— Begin Supplied material —

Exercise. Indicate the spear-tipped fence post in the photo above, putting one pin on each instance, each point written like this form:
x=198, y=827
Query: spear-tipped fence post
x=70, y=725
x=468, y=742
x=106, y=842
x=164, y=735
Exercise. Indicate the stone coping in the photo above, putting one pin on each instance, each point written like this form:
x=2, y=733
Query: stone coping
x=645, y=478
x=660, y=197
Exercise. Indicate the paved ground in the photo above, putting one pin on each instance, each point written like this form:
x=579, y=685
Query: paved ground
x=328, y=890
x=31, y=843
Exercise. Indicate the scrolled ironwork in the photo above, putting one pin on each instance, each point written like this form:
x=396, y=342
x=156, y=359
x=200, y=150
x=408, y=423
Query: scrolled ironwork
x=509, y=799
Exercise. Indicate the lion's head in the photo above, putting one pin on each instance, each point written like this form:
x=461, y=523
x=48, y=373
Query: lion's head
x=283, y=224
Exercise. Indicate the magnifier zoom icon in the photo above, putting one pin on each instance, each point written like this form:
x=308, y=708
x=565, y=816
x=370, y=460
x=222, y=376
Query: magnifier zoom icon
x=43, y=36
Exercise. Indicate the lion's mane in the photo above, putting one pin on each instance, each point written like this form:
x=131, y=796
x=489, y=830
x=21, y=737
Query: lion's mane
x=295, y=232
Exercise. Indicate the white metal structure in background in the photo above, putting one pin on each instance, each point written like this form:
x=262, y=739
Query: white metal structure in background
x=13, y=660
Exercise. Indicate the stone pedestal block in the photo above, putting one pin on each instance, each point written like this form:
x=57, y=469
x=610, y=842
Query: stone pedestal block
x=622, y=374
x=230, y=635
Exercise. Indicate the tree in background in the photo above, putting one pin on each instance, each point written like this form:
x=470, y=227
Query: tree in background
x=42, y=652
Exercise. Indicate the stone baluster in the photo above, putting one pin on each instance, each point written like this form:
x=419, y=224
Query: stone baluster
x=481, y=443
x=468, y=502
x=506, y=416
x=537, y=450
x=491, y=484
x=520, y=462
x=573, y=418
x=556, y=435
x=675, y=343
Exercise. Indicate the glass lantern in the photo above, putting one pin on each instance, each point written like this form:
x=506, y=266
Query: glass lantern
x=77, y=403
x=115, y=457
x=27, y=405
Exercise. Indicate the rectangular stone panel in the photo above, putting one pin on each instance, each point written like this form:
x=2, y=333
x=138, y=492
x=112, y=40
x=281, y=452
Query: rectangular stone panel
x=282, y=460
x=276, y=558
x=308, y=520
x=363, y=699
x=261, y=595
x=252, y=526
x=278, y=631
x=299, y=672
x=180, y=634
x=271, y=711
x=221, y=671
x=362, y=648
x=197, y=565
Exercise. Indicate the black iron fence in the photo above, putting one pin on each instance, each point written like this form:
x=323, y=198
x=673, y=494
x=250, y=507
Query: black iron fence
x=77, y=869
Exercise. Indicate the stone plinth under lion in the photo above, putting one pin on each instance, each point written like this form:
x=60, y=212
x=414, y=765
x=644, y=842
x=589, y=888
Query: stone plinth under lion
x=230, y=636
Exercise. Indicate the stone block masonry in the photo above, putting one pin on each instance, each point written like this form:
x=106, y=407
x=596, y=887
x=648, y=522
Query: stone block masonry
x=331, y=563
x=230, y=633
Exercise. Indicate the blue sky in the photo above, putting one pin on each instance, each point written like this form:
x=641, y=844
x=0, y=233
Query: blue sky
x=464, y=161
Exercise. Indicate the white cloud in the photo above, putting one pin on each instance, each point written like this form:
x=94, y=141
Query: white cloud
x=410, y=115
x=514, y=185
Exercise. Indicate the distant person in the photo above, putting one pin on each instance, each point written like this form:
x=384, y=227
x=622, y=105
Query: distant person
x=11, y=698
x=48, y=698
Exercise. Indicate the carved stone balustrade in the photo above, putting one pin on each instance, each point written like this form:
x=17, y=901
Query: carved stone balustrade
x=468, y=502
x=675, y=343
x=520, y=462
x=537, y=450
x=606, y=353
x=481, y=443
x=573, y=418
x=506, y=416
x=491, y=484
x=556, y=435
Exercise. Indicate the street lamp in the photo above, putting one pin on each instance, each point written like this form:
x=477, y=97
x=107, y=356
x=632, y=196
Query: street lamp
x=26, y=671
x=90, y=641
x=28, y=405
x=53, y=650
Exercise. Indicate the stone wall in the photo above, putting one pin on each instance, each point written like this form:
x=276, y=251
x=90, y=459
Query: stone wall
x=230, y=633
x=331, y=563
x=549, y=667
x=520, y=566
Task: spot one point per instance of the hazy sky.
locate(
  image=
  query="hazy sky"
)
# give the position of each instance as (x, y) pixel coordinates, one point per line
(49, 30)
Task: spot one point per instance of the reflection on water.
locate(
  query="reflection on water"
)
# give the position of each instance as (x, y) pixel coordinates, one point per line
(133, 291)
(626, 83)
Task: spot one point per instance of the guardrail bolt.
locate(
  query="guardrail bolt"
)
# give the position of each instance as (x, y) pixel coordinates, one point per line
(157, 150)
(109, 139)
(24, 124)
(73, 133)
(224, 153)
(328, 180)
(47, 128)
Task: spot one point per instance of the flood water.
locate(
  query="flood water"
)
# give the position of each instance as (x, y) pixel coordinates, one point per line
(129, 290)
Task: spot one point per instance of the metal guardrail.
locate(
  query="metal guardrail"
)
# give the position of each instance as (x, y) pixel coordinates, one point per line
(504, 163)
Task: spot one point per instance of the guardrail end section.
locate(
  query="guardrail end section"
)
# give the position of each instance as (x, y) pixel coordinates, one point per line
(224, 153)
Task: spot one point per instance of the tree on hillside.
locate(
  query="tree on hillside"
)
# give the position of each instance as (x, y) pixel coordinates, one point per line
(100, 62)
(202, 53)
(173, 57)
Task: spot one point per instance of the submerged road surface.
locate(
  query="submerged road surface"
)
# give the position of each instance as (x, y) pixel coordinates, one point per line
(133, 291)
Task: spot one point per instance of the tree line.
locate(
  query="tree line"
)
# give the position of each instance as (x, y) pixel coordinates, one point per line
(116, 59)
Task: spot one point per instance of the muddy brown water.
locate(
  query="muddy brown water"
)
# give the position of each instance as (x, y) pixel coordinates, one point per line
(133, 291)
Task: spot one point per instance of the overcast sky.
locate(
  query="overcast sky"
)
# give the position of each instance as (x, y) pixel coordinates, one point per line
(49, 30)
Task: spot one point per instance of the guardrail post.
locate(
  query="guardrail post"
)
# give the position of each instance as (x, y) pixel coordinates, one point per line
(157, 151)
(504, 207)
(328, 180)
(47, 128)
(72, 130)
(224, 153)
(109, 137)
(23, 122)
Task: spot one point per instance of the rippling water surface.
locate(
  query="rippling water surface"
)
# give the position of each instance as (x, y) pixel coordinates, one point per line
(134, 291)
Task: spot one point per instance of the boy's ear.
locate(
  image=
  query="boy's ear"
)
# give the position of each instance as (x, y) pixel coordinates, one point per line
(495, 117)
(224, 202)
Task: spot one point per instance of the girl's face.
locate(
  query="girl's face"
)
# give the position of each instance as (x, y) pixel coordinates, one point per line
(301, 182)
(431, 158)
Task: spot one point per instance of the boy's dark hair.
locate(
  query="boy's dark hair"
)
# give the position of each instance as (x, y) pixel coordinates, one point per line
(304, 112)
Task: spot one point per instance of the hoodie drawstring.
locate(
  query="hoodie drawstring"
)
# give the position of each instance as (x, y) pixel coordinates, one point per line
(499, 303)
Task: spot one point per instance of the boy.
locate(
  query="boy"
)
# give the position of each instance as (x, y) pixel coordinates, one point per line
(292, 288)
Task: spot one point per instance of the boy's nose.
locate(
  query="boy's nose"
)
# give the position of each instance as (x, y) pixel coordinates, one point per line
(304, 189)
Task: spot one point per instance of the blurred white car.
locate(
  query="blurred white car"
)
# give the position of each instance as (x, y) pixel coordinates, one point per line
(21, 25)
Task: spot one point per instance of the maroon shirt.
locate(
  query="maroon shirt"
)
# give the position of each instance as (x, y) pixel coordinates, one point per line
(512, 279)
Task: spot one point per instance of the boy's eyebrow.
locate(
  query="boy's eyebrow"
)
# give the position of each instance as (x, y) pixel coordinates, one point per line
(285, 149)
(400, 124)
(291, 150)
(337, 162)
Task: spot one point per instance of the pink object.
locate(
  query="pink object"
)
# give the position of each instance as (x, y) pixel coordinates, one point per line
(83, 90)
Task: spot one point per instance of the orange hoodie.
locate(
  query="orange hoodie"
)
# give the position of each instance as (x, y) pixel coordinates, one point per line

— End Supplied material —

Task description ::
Could you write out the records again, requests included, from the first line through the line containing "x=230, y=635", including that line, and stop there? Scale every coordinate in the answers by 1.85 and round to whole numbers, with halves rounded up, but leave the numbers in the requests and their sample points unchanged.

Response for this exercise ::
Exercise. Indicate the spear-tipped fence post in the photo above, putting one pin on each instance, each point written like this form:
x=198, y=827
Query: spear-tipped fence post
x=130, y=1341
x=866, y=1373
x=196, y=1558
x=303, y=1360
Exercise. Indicate the stone coping in the photo above, putting one pin on each instance, each point written like this form:
x=2, y=733
Query: stone coping
x=1193, y=884
x=1221, y=364
Exercise. Indicate the paved ground in the photo above, putting one pin on each instance, each point written like this form:
x=579, y=685
Query: paved ground
x=607, y=1647
x=57, y=1560
Exercise. Indicate the scrolled ironwork in the photo above, putting one pin on each instance, each point written like this form:
x=396, y=342
x=156, y=359
x=200, y=150
x=408, y=423
Query: scrolled ironwork
x=942, y=1478
Exercise. Indicate the lion's head in the photo above, putting one pin on each instance, each point written like this form:
x=461, y=523
x=48, y=373
Query: lion's head
x=524, y=414
Exercise. Indicate the magnifier zoom icon in the photo above, putting one pin on each instance, each point written like this form:
x=308, y=708
x=565, y=816
x=370, y=460
x=222, y=376
Query: magnifier zoom icon
x=80, y=67
Exercise. Indicate the lion's mane in the photo above, putting one pin on each instance, each point written like this form:
x=131, y=796
x=489, y=830
x=21, y=737
Query: lion's mane
x=546, y=429
Exercise. Indicate the white metal structure in background in the photo above, putting one pin on each instance, each point written like this form:
x=262, y=739
Query: white metal structure in background
x=24, y=1221
Exercise. Indicate the stone pedestal block in the photo above, putting one pin on each instance, each point written like this form:
x=57, y=469
x=610, y=842
Query: stone pedestal block
x=1151, y=692
x=426, y=1175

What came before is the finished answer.